--- START ---

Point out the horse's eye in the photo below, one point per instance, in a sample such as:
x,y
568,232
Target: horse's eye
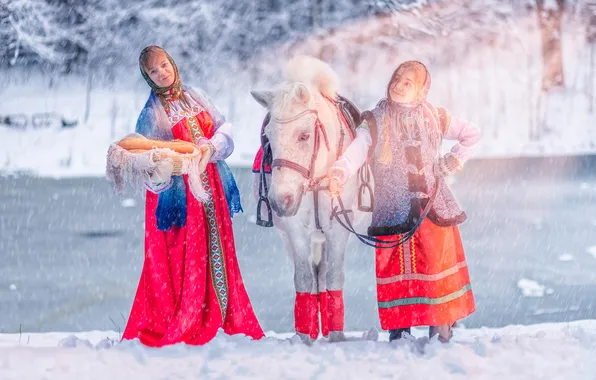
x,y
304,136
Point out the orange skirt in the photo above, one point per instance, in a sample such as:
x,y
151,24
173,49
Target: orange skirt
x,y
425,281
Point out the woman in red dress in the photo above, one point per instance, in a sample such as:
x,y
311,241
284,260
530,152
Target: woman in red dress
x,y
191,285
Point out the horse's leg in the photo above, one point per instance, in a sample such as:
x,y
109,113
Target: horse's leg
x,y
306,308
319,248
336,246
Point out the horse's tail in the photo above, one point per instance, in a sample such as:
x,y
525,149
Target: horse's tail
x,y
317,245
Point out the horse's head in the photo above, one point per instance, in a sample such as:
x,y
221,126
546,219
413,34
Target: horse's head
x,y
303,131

--- END ---
--- START ---

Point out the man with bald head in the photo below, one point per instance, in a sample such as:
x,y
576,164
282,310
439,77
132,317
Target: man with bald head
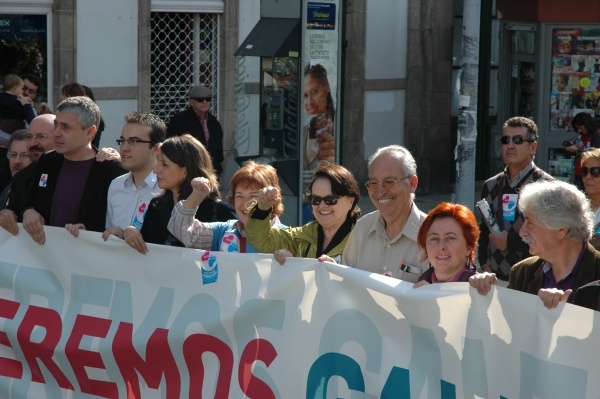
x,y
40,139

--- END ---
--- START ---

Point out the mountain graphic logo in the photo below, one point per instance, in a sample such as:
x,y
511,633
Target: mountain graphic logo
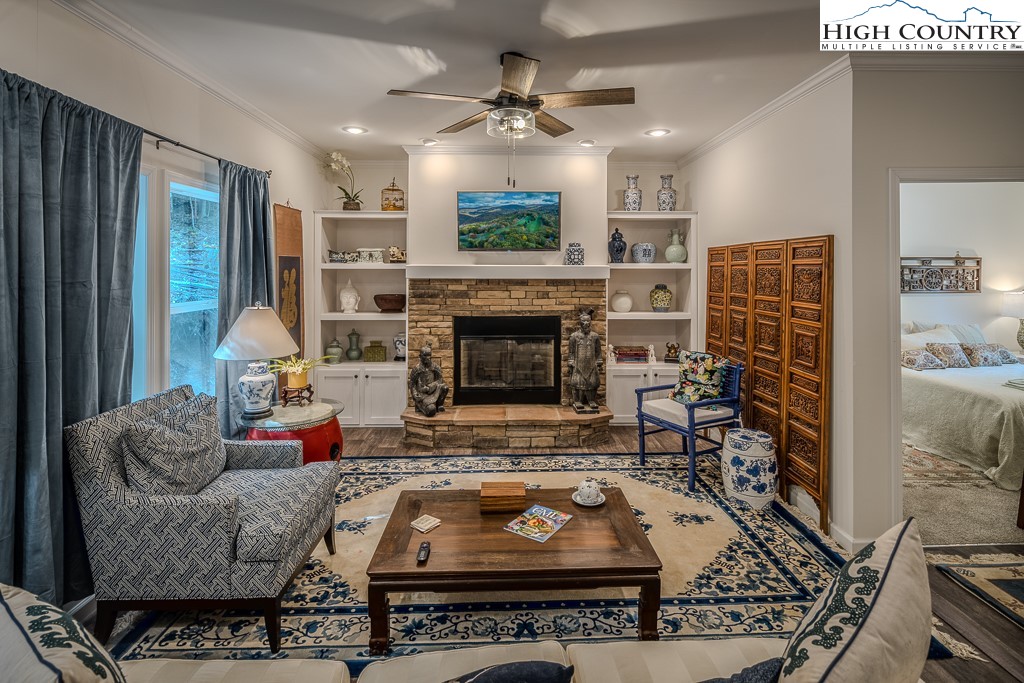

--- END ---

### WORK INSTRUCTIONS
Retype the listing lines beginning with the line that contains "Point out the mountain" and continuing through the line that contains "Target: mountain graphic logo", reproducing each one without alteration.

### IN RESPONSE
Point out the mountain graphic logo in the photo below, one point per instance, in a sample such as:
x,y
511,633
Target: mountain graphic logo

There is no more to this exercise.